>> start Dataset content
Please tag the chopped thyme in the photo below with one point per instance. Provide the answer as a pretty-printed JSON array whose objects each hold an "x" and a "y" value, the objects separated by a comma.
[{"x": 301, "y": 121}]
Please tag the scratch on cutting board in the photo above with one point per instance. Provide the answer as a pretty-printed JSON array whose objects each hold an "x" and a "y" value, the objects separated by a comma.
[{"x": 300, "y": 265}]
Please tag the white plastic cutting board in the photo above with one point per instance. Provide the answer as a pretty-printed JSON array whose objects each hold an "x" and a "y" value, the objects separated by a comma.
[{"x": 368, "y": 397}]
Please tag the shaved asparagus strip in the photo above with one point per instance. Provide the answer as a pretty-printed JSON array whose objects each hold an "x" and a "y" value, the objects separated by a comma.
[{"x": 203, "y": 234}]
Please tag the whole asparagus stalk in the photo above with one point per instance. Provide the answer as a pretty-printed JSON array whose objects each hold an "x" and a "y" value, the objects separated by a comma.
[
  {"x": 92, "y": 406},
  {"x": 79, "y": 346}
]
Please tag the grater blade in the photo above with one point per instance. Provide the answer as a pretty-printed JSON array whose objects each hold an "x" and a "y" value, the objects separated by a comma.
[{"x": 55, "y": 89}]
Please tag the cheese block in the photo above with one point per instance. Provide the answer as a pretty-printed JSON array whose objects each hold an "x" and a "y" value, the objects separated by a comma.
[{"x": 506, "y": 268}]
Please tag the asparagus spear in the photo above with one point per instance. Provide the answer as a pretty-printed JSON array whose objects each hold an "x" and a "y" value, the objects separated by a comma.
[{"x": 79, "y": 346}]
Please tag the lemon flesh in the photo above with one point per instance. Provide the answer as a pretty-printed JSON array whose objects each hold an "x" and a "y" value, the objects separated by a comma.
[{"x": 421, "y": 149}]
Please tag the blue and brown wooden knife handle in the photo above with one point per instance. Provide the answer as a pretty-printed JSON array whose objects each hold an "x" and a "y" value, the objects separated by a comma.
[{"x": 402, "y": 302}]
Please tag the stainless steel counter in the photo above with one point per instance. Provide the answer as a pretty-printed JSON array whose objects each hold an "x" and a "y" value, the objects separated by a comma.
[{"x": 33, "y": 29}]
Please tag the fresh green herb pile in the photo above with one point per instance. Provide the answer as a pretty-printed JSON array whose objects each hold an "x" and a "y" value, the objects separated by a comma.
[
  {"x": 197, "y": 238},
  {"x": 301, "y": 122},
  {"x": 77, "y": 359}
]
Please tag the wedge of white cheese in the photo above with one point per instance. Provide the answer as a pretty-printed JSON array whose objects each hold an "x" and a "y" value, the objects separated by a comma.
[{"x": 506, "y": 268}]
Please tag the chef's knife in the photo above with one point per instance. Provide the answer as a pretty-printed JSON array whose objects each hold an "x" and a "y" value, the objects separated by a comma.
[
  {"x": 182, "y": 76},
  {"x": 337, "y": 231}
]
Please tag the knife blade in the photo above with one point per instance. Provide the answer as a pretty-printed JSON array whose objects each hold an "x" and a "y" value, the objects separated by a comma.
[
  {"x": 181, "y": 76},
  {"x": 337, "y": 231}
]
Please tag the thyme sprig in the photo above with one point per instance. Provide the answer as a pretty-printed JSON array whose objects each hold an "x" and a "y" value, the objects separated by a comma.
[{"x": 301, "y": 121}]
>> end Dataset content
Exercise objective:
Starting at the line that contains "Please tag the thyme" and ending with the final line above, could you write out those lines again, requests included, with every x and y coordinate in the answers offset by -96?

Exercise result:
Please tag the thyme sprig in the photo above with one point per instance. Provide the answer as a pretty-printed JSON array whose objects each hold an "x" and a "y" value, the objects separated by a comma.
[{"x": 205, "y": 25}]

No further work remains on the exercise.